What this task involves
Rewrite all of the rows below, changing every "bounding boxes" to "region boxes" and leaving everything else the same. Omit the pictures from your version.

Region labeling rows
------
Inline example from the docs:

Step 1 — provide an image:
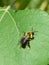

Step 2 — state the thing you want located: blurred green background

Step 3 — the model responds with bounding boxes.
[0,0,49,13]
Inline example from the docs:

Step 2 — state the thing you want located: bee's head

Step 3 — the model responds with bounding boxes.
[25,32,34,39]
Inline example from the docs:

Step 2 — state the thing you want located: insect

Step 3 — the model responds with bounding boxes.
[20,32,34,48]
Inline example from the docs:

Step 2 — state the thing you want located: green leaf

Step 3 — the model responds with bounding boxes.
[0,9,49,65]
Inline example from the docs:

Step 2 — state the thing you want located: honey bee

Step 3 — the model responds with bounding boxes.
------
Output of the task
Inline example from the docs:

Step 1 — provide an image:

Step 2 — state the thing you want located: blurred green background

Step 3 — the model responds with region boxes.
[0,0,49,13]
Inline example from the docs:

Step 2 — state the thing you want located: bee's head

Step 3 — the model responds with region boxes.
[25,32,34,39]
Inline example from the docs:

Step 2 — state the thing you want located: insect

Step 3 — the model responds with region boxes.
[20,32,34,48]
Inline example from the docs:

Step 2 — state the thing you want located: green leaf

Step 3 — the model responds with region boxes.
[0,9,49,65]
Inline example from the docs:

Step 2 — state the thing you want located: honey bee

Step 3 — the model responds with region boxes.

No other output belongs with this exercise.